— START DATA TO PROCESS —

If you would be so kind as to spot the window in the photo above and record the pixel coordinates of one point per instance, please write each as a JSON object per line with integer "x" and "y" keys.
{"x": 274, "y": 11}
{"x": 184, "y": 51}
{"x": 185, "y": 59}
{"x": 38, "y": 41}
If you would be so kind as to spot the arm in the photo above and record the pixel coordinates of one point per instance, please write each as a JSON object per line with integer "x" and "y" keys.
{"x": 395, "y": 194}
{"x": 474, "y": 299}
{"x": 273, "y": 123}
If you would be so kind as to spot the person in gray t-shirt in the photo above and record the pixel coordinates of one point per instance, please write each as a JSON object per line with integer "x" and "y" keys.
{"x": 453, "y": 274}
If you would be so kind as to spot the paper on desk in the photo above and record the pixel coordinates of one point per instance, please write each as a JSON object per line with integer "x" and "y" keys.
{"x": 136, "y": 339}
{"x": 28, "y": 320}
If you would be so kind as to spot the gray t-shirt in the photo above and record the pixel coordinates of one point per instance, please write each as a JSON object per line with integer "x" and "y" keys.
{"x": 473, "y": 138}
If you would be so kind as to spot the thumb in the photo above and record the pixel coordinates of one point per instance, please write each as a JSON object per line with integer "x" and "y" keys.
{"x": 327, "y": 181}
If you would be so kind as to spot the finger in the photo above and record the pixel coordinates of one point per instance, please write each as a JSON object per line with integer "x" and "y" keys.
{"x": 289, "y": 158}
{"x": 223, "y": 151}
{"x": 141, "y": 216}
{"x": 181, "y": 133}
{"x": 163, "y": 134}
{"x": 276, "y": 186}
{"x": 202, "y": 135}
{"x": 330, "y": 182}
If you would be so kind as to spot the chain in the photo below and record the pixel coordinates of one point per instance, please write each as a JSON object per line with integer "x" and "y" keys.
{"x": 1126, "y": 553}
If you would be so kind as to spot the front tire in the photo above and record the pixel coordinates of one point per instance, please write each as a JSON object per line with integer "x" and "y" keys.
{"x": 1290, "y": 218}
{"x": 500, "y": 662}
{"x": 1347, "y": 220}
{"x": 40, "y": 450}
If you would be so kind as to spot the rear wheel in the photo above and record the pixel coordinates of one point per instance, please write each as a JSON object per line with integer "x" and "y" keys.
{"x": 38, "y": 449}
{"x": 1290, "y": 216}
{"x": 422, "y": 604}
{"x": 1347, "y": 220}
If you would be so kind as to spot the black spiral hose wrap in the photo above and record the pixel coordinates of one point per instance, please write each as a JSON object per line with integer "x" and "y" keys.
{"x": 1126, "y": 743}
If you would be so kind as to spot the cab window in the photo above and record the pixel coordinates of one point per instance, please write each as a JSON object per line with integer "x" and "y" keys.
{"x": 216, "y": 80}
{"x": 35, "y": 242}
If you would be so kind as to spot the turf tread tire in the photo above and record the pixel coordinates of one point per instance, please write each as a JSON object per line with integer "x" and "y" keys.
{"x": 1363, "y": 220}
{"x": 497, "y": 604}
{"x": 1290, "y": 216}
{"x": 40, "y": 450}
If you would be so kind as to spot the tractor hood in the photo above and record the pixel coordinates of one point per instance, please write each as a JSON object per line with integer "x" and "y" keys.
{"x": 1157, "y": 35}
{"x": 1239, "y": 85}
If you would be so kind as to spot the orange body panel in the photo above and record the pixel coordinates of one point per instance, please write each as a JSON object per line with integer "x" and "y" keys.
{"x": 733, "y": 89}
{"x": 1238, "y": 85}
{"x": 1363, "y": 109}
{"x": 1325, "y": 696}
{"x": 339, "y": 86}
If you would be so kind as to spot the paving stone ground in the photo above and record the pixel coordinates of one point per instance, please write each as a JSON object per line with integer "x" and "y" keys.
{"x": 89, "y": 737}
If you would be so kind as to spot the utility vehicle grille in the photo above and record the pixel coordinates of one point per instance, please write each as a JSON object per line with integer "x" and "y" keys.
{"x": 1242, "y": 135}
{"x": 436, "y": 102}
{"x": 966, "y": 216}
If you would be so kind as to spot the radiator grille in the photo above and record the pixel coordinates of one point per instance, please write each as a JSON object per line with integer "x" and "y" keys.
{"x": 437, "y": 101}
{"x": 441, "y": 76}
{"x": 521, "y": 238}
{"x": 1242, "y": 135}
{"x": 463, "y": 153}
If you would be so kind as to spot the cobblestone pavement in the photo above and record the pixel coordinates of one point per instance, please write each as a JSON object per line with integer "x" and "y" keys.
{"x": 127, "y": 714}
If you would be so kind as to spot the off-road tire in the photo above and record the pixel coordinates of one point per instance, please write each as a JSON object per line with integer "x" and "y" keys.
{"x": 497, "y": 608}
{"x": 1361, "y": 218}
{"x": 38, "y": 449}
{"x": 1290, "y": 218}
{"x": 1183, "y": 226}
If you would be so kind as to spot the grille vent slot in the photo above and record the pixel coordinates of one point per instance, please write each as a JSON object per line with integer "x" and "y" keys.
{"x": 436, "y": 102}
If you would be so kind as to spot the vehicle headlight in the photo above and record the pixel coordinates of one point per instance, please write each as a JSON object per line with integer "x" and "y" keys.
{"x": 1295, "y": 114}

— END DATA TO PROCESS —

*WORK REQUIRED*.
Reproduce all the data word for word.

*ANSWER FOR THIS EXERCISE*.
If you would be so kind as to spot the window in the photo above and record the pixel coordinates of one point per instance, please write each as a JSON object per line with integer "x" and "y" keys.
{"x": 274, "y": 11}
{"x": 184, "y": 51}
{"x": 185, "y": 59}
{"x": 38, "y": 41}
If you would be so kind as to spot the arm in the photo above and record the pixel coordinates of one point per instance, please write each as a JSON object per line with integer "x" and "y" keys.
{"x": 395, "y": 194}
{"x": 474, "y": 299}
{"x": 273, "y": 123}
If you would be so kind as to spot the person in gray t-shirt in the photo above and record the pixel coordinates of one point per instance, please write each as a JSON object per line with integer "x" and "y" keys.
{"x": 453, "y": 274}
If you would be so kind as to spot the paper on desk in the photo above and record the pixel coordinates of one point per instance, please write each as a JSON object per line with integer "x" and "y" keys.
{"x": 136, "y": 339}
{"x": 28, "y": 320}
If you would be so kind as to spot the gray t-shirt in the photo above and record the pixel coordinates of one point per instance, please write each as a JSON object per line with integer "x" and "y" keys.
{"x": 473, "y": 138}
If you would be so kind as to spot the thumb in the photo above and record the pixel coordinates of one point per instance, please write each as a JSON object per line with integer "x" and "y" keys.
{"x": 327, "y": 181}
If you would be so kind as to spot the finger in the photo above and record the pixel coordinates of one point per instance, please write each as a JSON object per line with integer "x" and "y" keys.
{"x": 289, "y": 158}
{"x": 223, "y": 151}
{"x": 141, "y": 216}
{"x": 181, "y": 133}
{"x": 163, "y": 134}
{"x": 276, "y": 186}
{"x": 202, "y": 135}
{"x": 330, "y": 182}
If you would be so kind as to spot the chain in the photo below and record the pixel coordinates of one point per instance, please write each as a JSON object per line with integer "x" and "y" keys.
{"x": 1126, "y": 553}
If you would be so kind as to spot the front tire in the photo above and record the pixel coordinates of one point per instance, please write each as a JSON object per line with integer "x" and "y" keys.
{"x": 1290, "y": 218}
{"x": 500, "y": 662}
{"x": 1347, "y": 220}
{"x": 40, "y": 450}
If you would be so kind as to spot the rear wheel in the photo above and record the pixel coordinates of one point per instance, please write each as a JSON object per line with integer "x" and "y" keys.
{"x": 38, "y": 449}
{"x": 1290, "y": 216}
{"x": 422, "y": 604}
{"x": 1347, "y": 220}
If you would be so kind as to spot the black spiral hose wrap in the photo above and record the pixel coordinates of one point per instance, please write each as a JSON object per line with integer "x" and "y" keys.
{"x": 1126, "y": 743}
If you would be so kind as to spot the cab window in the photo above and record the pixel coordinates of one point per instance, please write each as a JSON object per line with integer "x" and "y" keys.
{"x": 216, "y": 80}
{"x": 35, "y": 242}
If you would be so kind as to spot the turf tread tire in the photo above and record the pixel coordinates of one point per instance, please write each as a JSON object per line with integer "x" and "y" keys.
{"x": 1363, "y": 220}
{"x": 497, "y": 604}
{"x": 1290, "y": 216}
{"x": 40, "y": 450}
If you would be so kind as to spot the tractor hood in the photo above and record the pixel coordinates of one point per instance, please write each as a JSON object per line with integer "x" and "y" keys.
{"x": 1157, "y": 35}
{"x": 1239, "y": 85}
If you would be so kind as to spot the orange body panel in the photo above and record the pixel coordinates of one point per instance, please write each as a JSON object per line with integer "x" and "y" keys.
{"x": 733, "y": 89}
{"x": 1238, "y": 85}
{"x": 1363, "y": 109}
{"x": 1325, "y": 696}
{"x": 339, "y": 86}
If you would be so kind as to spot the paving stone ground in the photo above and record the pixel coordinates of one point per instance, please write each as a JSON object per line with integer "x" and "y" keys.
{"x": 89, "y": 737}
If you would be so kind as to spot the utility vehicle grille in the photo above and record the pixel coordinates of one point per instance, please write each as a JSON object per line with integer "x" and "y" keys.
{"x": 1242, "y": 135}
{"x": 436, "y": 102}
{"x": 966, "y": 216}
If you would be so kind as to spot the radiator grille in the photo above and record the pixel coordinates of one point per instance, please write each as a JSON object per line with integer "x" and "y" keys.
{"x": 437, "y": 101}
{"x": 441, "y": 76}
{"x": 521, "y": 238}
{"x": 1242, "y": 135}
{"x": 463, "y": 153}
If you would be so kind as to spot the cobblestone pavement in the photo above and record the pixel coordinates of one point per instance, please write each as a JSON object per line with integer "x" and "y" keys.
{"x": 127, "y": 714}
If you would be so kind as to spot the off-road tire in the photo above and record the pixel coordinates of one point per instance, please write each as a JSON object per line with integer "x" and "y" keys.
{"x": 497, "y": 608}
{"x": 1361, "y": 218}
{"x": 38, "y": 449}
{"x": 1290, "y": 218}
{"x": 1183, "y": 226}
If you would be so kind as to spot the grille vent slot in the photo above and record the pixel coordinates of one point per instance, please write each as a JSON object per line with integer "x" and "y" keys.
{"x": 436, "y": 102}
If you would be so kind as to spot the vehicle headlight in the photo above and record the pixel coordinates of one point per instance, please write each as a JSON object per line with integer "x" and "y" keys.
{"x": 1295, "y": 114}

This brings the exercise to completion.